**** SELECTED EXCERPT ****
What I take from this is that if King stands as an “in-house” loyal Liberal who just happens to be standing as an independent, he could deliver the seat to Patch or to Turnbull on King preferences.
I wrote about the state of play in the first issue of the new online magazine New Matilda:
The last thing Labor’s candidate for the blue ribbon inner Sydney seat of Wentworth wants is for the disendorsed Liberal Peter King to stand as the ‘Not happy, John!’ candidate. If he did, he might just take the seat from Malcolm Turnbull and cruel Labor’s ever-increasing chances of stealing the seat.
Labor polling shows the biggest swings against Howard’s regime are coming in some of its safest seats. It’s no accident that Turnbull recently told a community meeting that invading Iraq was ‘an unadulterated error’ just after King finally spoke out about Howard’s abandonment of two Australian citizens in Guantanamo Bay.
The Liberal heartland is at last in revolt. It’s in the heartland that the Government’s grotesque response to the call for truth in government by 43 retired senior public servants, diplomats and defence chiefs hurt most, as did the proof that Howard lied his way to power in 2001 over ‘children overboard’.
The people of Wentworth live in what’s close to being Australia’s richest seat, but lots of other people live there too, especially in Bondi. It’s a water-front based Eastern Suburbs seat. The people of Wentworth – who voted for a Republic, support reconciliation and their ABC, and think that invading Iraq was wrong-headed and that every Australian has fundamental rights as citizens – oppose Howard’s anti-democratic regime and did not like how Malcolm Turnbull beat King for pre-selection through an unprecedented branch-stack by his rich and powerful friends backed by paid radio advertising. It is a small “l” Liberal seat and small “l” Liberals have been progressively disenfranchised under John Howard. The fact that the only One Nation federal politician, Senator Len Harris, said this week that he hoped the Liberals won the election is a straw in that wind.
In my travels promoting my book “Not Happy John” I spoke to several Liberals in Wentworth, and several in the North Shore Liberal heartland too. Some were hostile to Howard and would prefer a Liberal Government without him, and all of these named Costello as the man they put their faith in to right the balance in the Party. The others had already decided to cast their vote against the Liberals. And on a recent Sunday program, a Sydney Liberal establishment figure involved with Australian refugee support groups, Renata Caldor, said of the choice between a Howard Liberal or Latham Labor Government at this election:
I would ideally like to have a Liberal government without John Howard as the leader. If you’re asking me the lesser of two evils, if I had my choice, I’ve got to say, after a lot of thought, I would prefer to have a Labor Party in power, at least for three years, and I think probably – perhaps – [that would] be enough. I think the damage perhaps that a Latham government would do to the country economically, to my mind, wouldn’t be quite as harmful as the damage to the social fabric that’s happened under the John Howard leadership.
****
SHORT EXERCISE 1
Do these statements agree with the Wentworth commentary? Answer yes or no for each, and quote the words that decide it. (a) Malcolm Turnbull defeated Peter King for pre-selection. (b) The people of Wentworth voted against a Republic. (c) Senator Len Harris said he hoped Labor would win the election.
SHORT EXERCISE 2
Write the next few sentences of the Wentworth commentary, picking up after the quoted remarks that end it.
The records are separate material and have no connection to the Wentworth commentary.
**** DATASET EXTRACT ****
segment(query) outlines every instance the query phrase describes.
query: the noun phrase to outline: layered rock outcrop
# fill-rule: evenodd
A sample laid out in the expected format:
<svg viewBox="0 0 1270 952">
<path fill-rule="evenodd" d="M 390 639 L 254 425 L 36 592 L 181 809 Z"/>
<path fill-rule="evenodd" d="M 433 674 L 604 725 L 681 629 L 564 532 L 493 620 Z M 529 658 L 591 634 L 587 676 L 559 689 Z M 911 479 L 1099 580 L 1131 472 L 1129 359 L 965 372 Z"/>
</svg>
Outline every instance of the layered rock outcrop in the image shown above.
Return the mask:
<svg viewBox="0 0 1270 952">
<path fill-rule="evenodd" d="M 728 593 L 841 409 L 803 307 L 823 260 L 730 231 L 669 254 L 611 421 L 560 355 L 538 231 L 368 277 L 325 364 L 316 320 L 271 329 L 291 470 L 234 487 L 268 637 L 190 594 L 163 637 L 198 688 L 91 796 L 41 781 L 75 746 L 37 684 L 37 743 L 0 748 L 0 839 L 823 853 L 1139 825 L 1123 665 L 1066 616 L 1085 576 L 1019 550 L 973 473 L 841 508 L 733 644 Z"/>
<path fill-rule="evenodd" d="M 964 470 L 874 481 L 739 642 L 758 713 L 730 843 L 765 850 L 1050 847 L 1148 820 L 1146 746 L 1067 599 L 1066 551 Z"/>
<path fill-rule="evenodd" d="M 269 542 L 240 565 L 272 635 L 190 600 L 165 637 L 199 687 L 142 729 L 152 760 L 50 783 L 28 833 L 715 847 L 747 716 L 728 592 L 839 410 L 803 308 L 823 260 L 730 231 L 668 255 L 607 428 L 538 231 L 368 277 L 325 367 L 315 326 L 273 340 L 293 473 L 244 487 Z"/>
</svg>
****
REPLY 1
(a) Yes: "did not like how Malcolm Turnbull beat King for pre-selection"
(b) No: "who voted for a Republic"
(c) No: "said this week that he hoped the Liberals won the election"

REPLY 2
The Iraq war and other so-called “elite” issues are hitting much harder in Liberal seats like Wentworth than in marginal Liberal seats. It is no accident that King recently protested against Howard’s abandonment of our citizens in Guantanamo Bay, quickly followed by Turnbull’s pronouncement at a community meeting at Bondi Beach that the war was “an unadulterated error”. The difference between the two is that Turnbull had to put out a statement denying his own statement, while King did not. King has since endorsed Tony Kevin’s book on SIEV-X as a thoughtful read raising questions the Government was obliged to answer (see Liberal voter rumblings mean second front for Howard).
Wentworth voters are suddenly and unexpectedly Australia’s equivalent of voters in the New Hampshire Primaries in the United States. They’re phoned constantly for their views and they’re accosted on street corners by the candidates. After living in a forever safe seat where politics was all but ignored during an election campaign, they’re now being asked – individually – to examine their values and make a very big decision about who they want to represent them in Canberra. And they’re being asked to make this decision in circumstances where they have a real choice – as Liberals.
I received this email from Webdiarist Jonathan Nolan in Bondi Beach yesterday:
I don’t want John Howard as PM, but apparently being in Wentworth I can still vote Liberal and not worry. A worker for Malcolm Turnbull (outside Bondi Beach Post Office last Saturday) told me that a vote for Turnbull is NOT a vote for Howard. I was amused and slightly baffled so they got Malcolm himself to speak to me. After confirming this point he added two more reasons to give him my anti-Howard vote: 1. Get the Liberals back in and you’ll only have Howard for two years, and 2. He was only one to go up against Howard on the war in Iraq. He added that the monarchists would be rubbing their hands in glee if he doesn’t get in. Now I know that definitely includes John Howard. (And yes, I am willing to take a lie detector test.)
This is where the Costello problem comes in. Many true Liberals blame John Howard personally for what’s gone wrong with the Government. They would like a Liberal Government led by Peter Costello. This means Labor has a wedge to insert. The swinging voters in marginal seats which Howard is trying to tie down don’t like Costello. That’s why Costello had to endure yet further humiliation from Howard yesterday by appearing with his tormentor to rule out challenging for the leadership at any time in the next term if Howard is re-elected.
The downside? This pledge removes the last remaining zone of comfort for disenfranchised small “l” Liberals. They cannot now pretend that a vote for the Liberal Party is OK because liberalism will be revived in the Liberal Party soon enough under a Costello leadership. Unless Howard pledges a handover at this election, he’ll be there until he gets his ideological soul mate Tony Abbott to take over the reins, perhaps after another term!
Coincidentally, voters in Wentworth have just received a letter from the Prime Minister telling them that if Peter King stands he will destroy the Liberal Party and Labor’s David Patch could win it. How desperate can he get here? It’s a last ditch stand to convince supporters of King and King himself to back down and thus deny Liberal voters in Wentworth a real choice. The truth is the opposite if King dares to stand as a “Not Happy, John” candidate, and that’s why Howard is scared stiff.
If King bites the bullet he’ll give himself a serious chance to win back the seat, and thus deny the bloke who knocked him off. But he would also be a serious national embarrassment to the Liberal Party’s election campaign. Like Hanson was in 1996, except from a totally different quarter.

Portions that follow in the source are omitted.